— TEXT SHOWN —
As a competitive swimmer at the University of Virginia (UVA), Ellen Freeman trained with the best resources that Division I college athletics had to offer. Each day she ate in the athletes-only dining facility, her diet supervised by training staff who helped her formulate energy-packed meals. Breakfast might include six egg whites, meat, a bagel with cream cheese, and a pastry. Lunch would include a deli-meat sandwich and a protein shake.
Those meals helped her reach 6,000 calories a day, enough to fuel 35 hours of swimming a week. But they weren't enough to keep her immunity strong. In the fall of her freshman year, with Olympic trials approaching, Freeman contracted the viral disease mononucleosis ("mono"). Even with medication, her strength vanished.
"I just hit a wall," she says. "I would dive into the pool and literally could not get my arms to swim to the other side."
She went to Kathy Gibbons, PhD, a biochemist and nutritional counselor who suggested she stop her medications and replace them with … food. Dr. Gibbons taught Freeman about whole-food nutrition, which focuses on eating a rich variety of foods in their unprocessed forms. There were no miracle foods — some roots and herbs, but mainly a colorful array of vegetables, legumes, whole grains and fruits.

— TASK SET —
1) Reproduce word for word the part of the text about Ellen Freeman's swimming and nutrition that begins at the words "Those meals helped" and stops after the words "grains and fruits.".
2) Continue the account of Ellen Freeman's switch to whole-food nutrition, picking up right after its final sentence.

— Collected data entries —
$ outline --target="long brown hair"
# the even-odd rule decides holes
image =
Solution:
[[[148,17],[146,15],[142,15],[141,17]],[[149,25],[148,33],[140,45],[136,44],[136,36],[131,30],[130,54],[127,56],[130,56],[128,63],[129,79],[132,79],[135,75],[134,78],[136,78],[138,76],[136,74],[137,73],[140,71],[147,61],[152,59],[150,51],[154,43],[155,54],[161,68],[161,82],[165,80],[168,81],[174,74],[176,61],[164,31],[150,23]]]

— REPLIES —
1)
Those meals helped her reach 6,000 calories a day, enough to fuel 35 hours of swimming a week. But they weren't enough to keep her immunity strong. In the fall of her freshman year, with Olympic trials approaching, Freeman contracted the viral disease mononucleosis ("mono"). Even with medication, her strength vanished.
"I just hit a wall," she says. "I would dive into the pool and literally could not get my arms to swim to the other side."
She went to Kathy Gibbons, PhD, a biochemist and nutritional counselor who suggested she stop her medications and replace them with … food. Dr. Gibbons taught Freeman about whole-food nutrition, which focuses on eating a rich variety of foods in their unprocessed forms. There were no miracle foods — some roots and herbs, but mainly a colorful array of vegetables, legumes, whole grains and fruits.

2)
Freeman, still recovering from mono, felt well enough to resume training and compete in Olympic trials — a highlight of a competitive swimming career that began when she was 4. She says learning about whole-food nutrition was a turning point in understanding how to take care of herself.
"Before that, I didn't see the connections between what you put in your mouth and how you feel, how you perform, or your immunity," she says. "When I got sick, I was shocked at first, thinking 'Why me?' But then I looked at how hard I was pushing my body over the last three years and what I was feeding it. It was almost a given that my body would fall prey to sickness."
Learning about caring for herself made Freeman want to help others in the same way. She researched nutrition schools across the country, discovered that Bastyr University's program rests on a whole-food foundation, and applied to the Master of Science in Nutrition / Didactic Program in Dietetics (MSN/DPD) program. This June she will graduate, and in the fall she will begin Bastyr's selective dietetic internship.
At Bastyr, Freeman has been delighted to find classmates who speak her language.
"I sat down the first day and started talking about kale chips and no one batted an eye," she says. "They chimed in on their favorite way of cooking them."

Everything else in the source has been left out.